*Problem:* Copy the passage of the Ducati 996 page from "In late June" to "of my wrists." word for word.

Start of Text to read

Alistair Maclean's Web Site
Ducati 996


996 on snowy day [26kb]

30,000 miles

In late June this year I managed to get over 30,000 miles on the clock of the 996. Not the easiest miles by a long shot, and not the 30,000 that say a Gold Wing owner would understand. Though a prisoner on a rack might have an appreciation for the durability of my wrists.


996 ways to say Vooom! in Italian

It was the summer of 1989, there was a transport workers strike in London and I had to be at an interview in Knightsbridge. I lived in Lincolnshire, over 160 miles north, so I stayed with a friend living at that time near London the night before. I rode the GPZ500 into the city to the hotel where the interview took place. I parked up in a motorcycle parking area, next to a bike I dreamed of, a Ducati 851. It almost seemed like sacrilege to park the Kawasaki next to this work of art. It was the first of this Ducati family I had seen on the street.

Fast forward to the 1997 Bike Show in New York City. Ducati was doing well, the 916 was finally arriving in significant numbers in the USA. Ducati had a stand at the bike show and were allowing punters to sit on the show bike. It fit!

You know how these things go. You save, you scrimp, you lust, you realise that unless the priorities change the dream will stay just that. Then Lois said "Get It!" In September 1999, we went into Rizzons in Middlesex, NJ and put down a deposit on a new Y2K 996. Red, Monoposto! We waited. The first bikes started to arrive in mid-October. None were red and monoposto. We waited. In late November the call came, "Alistair your bike is here!" We rushed down to Rizzons' and with sweaty paws I signed the paperwork that bought me one of my dreams.

The Bars

At the end of your arm is a joint, normally called a wrist, when you ride a Ducati 996 it is also called sore.

End of Text to read
Start of Dataset entries

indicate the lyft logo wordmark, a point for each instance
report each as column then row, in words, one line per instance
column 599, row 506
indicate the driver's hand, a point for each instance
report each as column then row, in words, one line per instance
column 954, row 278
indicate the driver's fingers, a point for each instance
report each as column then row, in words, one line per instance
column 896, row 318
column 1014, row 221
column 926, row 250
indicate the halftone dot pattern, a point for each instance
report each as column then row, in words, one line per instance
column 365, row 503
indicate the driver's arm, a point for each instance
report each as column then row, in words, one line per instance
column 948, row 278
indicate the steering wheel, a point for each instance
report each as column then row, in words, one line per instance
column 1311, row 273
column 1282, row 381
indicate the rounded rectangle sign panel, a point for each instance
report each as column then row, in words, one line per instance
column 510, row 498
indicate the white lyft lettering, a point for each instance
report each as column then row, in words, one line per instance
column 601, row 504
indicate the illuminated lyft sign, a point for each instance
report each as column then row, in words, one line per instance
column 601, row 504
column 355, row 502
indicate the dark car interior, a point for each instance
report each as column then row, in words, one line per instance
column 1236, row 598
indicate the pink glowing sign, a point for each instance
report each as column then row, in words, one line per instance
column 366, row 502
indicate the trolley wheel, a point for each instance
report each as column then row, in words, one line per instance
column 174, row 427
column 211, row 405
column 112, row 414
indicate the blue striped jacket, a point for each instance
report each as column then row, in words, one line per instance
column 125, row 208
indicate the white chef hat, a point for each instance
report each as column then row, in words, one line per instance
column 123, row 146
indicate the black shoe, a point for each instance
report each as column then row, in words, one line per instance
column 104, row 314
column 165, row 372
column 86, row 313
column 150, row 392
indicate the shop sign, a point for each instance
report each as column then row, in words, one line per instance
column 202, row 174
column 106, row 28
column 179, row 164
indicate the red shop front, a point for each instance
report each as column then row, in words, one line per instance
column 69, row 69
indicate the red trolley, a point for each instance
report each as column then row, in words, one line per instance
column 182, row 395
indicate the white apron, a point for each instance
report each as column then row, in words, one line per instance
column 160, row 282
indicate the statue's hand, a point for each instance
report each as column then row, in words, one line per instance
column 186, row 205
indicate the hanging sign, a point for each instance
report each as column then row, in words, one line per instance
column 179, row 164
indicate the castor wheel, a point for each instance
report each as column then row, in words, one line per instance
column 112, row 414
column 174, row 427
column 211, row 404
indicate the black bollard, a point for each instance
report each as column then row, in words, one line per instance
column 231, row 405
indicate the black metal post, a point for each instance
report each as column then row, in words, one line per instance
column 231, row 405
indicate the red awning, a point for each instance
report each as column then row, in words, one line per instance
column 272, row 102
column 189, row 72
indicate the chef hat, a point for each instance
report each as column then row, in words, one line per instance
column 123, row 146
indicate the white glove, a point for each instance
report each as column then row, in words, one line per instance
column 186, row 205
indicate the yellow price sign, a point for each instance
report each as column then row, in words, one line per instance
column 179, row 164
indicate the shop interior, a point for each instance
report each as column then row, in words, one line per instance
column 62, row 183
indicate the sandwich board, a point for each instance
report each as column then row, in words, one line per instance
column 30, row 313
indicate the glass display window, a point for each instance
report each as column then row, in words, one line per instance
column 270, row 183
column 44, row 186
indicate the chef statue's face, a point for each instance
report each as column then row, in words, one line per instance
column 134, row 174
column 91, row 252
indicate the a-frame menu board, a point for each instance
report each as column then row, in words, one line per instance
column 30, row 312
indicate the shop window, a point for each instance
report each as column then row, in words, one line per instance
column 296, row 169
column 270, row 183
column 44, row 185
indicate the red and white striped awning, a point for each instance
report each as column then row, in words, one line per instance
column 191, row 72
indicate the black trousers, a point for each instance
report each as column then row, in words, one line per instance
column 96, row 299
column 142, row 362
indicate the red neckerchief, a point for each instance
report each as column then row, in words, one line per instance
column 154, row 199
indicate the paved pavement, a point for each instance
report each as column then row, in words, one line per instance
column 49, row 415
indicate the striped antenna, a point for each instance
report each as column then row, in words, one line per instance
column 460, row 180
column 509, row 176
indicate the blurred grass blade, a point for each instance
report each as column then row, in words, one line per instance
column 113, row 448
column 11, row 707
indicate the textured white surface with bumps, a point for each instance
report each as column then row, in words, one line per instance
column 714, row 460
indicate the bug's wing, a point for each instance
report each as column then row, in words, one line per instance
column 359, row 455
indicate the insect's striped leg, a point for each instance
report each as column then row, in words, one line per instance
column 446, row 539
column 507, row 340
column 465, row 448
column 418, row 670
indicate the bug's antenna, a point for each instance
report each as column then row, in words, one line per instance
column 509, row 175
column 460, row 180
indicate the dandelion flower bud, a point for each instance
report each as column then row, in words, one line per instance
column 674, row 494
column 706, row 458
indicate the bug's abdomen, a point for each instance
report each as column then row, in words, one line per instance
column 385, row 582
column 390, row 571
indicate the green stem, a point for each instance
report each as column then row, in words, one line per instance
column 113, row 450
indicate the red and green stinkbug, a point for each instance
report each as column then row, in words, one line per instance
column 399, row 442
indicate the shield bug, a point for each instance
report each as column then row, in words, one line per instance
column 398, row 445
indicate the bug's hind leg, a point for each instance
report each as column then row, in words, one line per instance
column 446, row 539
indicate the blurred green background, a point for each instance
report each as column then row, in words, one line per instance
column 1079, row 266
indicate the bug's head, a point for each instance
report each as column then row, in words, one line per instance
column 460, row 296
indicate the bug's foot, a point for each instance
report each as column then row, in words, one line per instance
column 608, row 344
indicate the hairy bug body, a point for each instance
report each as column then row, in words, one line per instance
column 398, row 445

End of Dataset entries

*Solution for this exercise:*
In late June this year I managed to get over 30,000 miles on the clock of the 996. Not the easiest miles by a long shot, and not the 30,000 that say a Gold Wing owner would understand. Though a prisoner on a rack might have an appreciation for the durability of my wrists.